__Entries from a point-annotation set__
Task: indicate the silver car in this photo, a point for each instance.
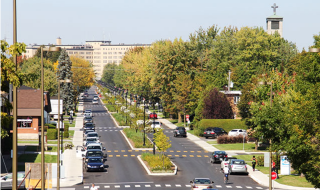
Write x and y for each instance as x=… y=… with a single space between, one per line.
x=238 y=166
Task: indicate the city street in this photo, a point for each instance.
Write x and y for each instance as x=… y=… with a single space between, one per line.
x=124 y=171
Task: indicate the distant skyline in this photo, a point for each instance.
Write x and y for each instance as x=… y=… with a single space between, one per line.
x=146 y=21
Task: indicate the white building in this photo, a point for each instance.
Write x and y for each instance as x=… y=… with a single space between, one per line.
x=99 y=53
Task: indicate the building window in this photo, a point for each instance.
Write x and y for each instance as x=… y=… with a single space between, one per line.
x=236 y=99
x=24 y=123
x=275 y=25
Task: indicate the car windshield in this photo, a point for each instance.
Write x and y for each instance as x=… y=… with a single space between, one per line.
x=202 y=181
x=91 y=153
x=94 y=160
x=92 y=135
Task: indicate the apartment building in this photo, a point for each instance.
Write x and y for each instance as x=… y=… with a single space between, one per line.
x=99 y=53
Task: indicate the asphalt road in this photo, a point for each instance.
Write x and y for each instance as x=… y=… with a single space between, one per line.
x=124 y=171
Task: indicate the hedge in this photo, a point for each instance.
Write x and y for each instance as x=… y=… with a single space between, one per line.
x=226 y=124
x=66 y=130
x=225 y=139
x=52 y=134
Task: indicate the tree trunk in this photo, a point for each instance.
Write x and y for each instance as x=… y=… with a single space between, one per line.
x=179 y=118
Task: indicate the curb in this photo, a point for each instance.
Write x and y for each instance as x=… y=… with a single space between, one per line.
x=157 y=174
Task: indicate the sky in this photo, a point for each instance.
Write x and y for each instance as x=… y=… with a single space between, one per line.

__PROMPT__
Convert the listing's lines into a numbered list, starting at the line containing "Task: indicate the hedge" and ending at the line containing "x=157 y=174". Omit any blank lines.

__RESULT OF THIS EXERCISE__
1. Task: indicate the hedge in this photo, a point for each instance.
2. Write x and y for each instance as x=… y=… with a single space between, one per line.
3. x=226 y=124
4. x=66 y=130
5. x=225 y=139
6. x=52 y=134
7. Task: indicate the tree trunk in this photo, a point for each instance.
8. Write x and y for each instance as x=… y=… with a single space between, one per line.
9. x=179 y=118
10. Task: indicate the curb in this photo, a point for each instance.
11. Write x and y for each instance as x=… y=… with a single space between, one per line.
12. x=157 y=174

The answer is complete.